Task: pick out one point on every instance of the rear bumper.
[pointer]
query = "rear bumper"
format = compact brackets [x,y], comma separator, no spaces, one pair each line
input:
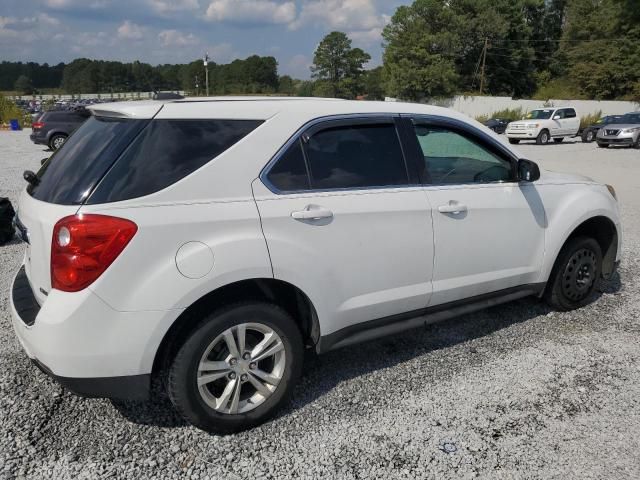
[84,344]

☆ ☆ ☆ ☆ ☆ ☆ ☆

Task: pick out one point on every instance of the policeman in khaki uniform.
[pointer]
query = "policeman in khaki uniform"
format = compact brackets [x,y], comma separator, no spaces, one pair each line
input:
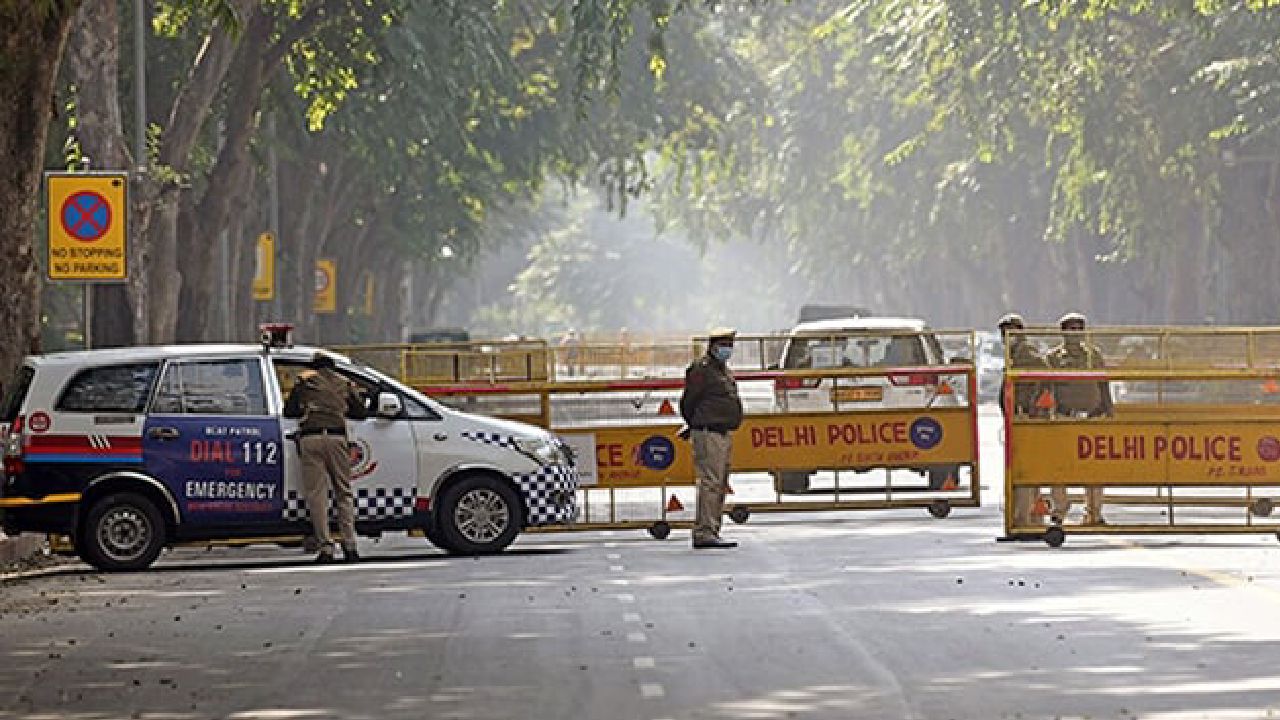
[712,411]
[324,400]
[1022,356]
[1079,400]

☆ ☆ ☆ ☆ ☆ ☆ ☆

**WHAT THE TASK REQUIRES:**
Collect every line of the material that contains the word "query", treating uppercase and lowercase as different.

**EXERCISE RESPONSE:**
query = "rear bumper"
query = "policeman in khaki uniform"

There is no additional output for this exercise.